— The task —
Print, exactly as they appear in the listing below, the lines from the line with "Thank you for the photo. Could you indicate the wicker" to the line with "Thank you for the photo. Could you indicate the ripe", with both end lines kept.

— Exercise data —
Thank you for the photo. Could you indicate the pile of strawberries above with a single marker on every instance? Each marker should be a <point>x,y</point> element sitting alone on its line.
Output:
...
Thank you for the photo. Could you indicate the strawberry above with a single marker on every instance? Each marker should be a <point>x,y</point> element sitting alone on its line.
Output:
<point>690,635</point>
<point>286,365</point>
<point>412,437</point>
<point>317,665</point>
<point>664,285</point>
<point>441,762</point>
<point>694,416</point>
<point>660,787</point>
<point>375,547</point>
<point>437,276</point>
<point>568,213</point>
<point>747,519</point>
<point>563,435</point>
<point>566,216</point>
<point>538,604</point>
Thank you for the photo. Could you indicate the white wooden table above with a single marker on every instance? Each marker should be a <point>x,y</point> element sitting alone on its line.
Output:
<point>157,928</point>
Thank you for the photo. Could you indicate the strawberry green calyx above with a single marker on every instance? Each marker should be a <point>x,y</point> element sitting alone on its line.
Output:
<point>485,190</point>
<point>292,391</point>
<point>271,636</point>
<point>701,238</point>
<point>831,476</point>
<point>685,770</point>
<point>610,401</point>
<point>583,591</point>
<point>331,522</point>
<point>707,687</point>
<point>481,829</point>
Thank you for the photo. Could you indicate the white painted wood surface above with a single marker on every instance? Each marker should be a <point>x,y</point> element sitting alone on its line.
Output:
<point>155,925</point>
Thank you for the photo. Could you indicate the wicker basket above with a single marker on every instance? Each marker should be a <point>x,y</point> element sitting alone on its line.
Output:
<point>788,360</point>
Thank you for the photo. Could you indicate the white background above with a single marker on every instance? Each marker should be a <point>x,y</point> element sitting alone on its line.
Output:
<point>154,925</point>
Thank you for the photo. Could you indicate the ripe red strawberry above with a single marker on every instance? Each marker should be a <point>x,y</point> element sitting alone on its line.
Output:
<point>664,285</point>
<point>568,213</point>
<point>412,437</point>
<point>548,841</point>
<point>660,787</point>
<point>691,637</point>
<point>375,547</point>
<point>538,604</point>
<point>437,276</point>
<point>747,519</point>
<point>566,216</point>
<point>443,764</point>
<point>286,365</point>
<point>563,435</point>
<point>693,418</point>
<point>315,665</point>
---
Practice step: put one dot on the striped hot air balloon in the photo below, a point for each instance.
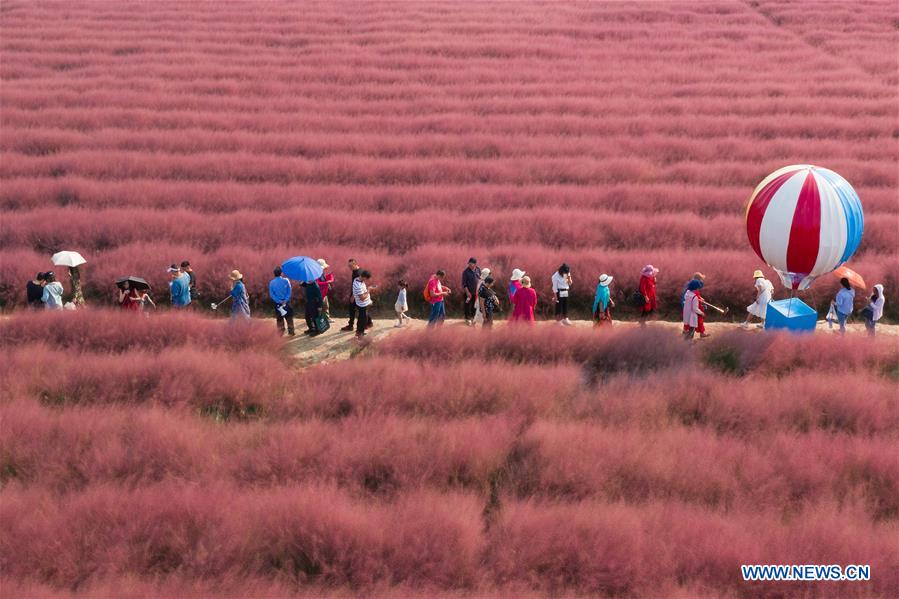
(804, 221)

— Answer for this exercise —
Thank you for the photo. Could you indicate the wicker basket above with a single marker on every instance? Each marker should be a <point>x,y</point> element sitting alone on its line.
Output:
<point>788,360</point>
Thank you for the photo. Could you indicate the white background above with a single marker on every instance? Each marker should be a <point>x,y</point> element sitting alone on its line.
Output:
<point>154,925</point>
Thank you for the photo. Could you indicate the ripe red strawberry above with a single marker on every instance? Each marker should be a <point>x,y</point> element sitting alone on its line.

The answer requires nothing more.